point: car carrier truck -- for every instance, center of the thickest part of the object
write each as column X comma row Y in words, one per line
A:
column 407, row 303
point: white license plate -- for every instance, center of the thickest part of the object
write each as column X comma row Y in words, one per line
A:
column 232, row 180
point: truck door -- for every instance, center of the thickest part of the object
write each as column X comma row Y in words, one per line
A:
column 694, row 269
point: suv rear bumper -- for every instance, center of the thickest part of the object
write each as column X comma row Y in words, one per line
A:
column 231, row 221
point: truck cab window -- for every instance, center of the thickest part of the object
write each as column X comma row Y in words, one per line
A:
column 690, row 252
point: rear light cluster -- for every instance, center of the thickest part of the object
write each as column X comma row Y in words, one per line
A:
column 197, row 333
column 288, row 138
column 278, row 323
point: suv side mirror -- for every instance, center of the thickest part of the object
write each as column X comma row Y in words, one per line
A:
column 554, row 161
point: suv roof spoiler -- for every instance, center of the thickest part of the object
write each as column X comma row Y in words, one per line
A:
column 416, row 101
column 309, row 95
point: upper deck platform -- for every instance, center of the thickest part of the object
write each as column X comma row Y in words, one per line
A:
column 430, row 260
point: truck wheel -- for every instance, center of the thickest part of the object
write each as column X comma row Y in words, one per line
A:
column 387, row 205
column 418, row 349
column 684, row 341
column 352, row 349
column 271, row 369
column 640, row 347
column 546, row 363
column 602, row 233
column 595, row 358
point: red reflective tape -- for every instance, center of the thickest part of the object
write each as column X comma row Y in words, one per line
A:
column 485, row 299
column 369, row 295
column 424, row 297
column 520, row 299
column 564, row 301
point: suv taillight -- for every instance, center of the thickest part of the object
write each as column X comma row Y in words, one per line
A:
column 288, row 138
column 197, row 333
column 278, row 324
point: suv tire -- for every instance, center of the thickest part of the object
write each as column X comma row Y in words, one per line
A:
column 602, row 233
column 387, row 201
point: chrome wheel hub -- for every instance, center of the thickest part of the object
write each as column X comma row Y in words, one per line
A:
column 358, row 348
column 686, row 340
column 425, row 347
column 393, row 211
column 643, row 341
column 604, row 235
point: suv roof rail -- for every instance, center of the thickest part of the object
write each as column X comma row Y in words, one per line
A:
**********
**WORK INSTRUCTIONS:** Rewrite the part of the records above that opens with the line containing "point: suv rear" and closes with the line containing "column 278, row 324", changing "thickest" to "widest" everywhere and leaving everything else unchanged.

**FULL RESPONSE:**
point: suv rear bumper -- for every instance, center of the widest part of the object
write each as column X comma row Y in words, one per line
A:
column 231, row 221
point: truck cab window -- for every instance, center of the widest part of the object
write each as column X comma row Y in words, one per line
A:
column 690, row 252
point: rear light cluster -- for every instance, center of the widest part of the object
write each as column X comma row Y in words, one per line
A:
column 197, row 333
column 288, row 138
column 278, row 323
point: suv side mirror -- for every instance, center of the widest part of the object
write each as column X comma row Y in words, one per line
A:
column 554, row 161
point: suv roof spoiler -- for every instance, center of the widest part of the object
write each as column X comma row Y in words, one per line
A:
column 416, row 101
column 309, row 95
point: upper deck platform -- for every instance, center of the widest part of the object
write each as column X comma row Y in words, one per line
A:
column 430, row 260
point: truck wheel -- for every instance, center of the widest part of the object
write each as column X comma row Y in words, one per line
A:
column 387, row 205
column 418, row 349
column 684, row 341
column 352, row 349
column 271, row 369
column 640, row 347
column 546, row 363
column 602, row 233
column 595, row 358
point: red reflective tape -- for every instance, center of the widest part of the object
write each as column X comma row Y in words, one per line
A:
column 485, row 299
column 369, row 295
column 424, row 297
column 520, row 299
column 564, row 301
point: suv taillight -- for every instance, center of the widest part of the object
write each as column X comma row Y in words, one per line
A:
column 288, row 138
column 197, row 333
column 278, row 324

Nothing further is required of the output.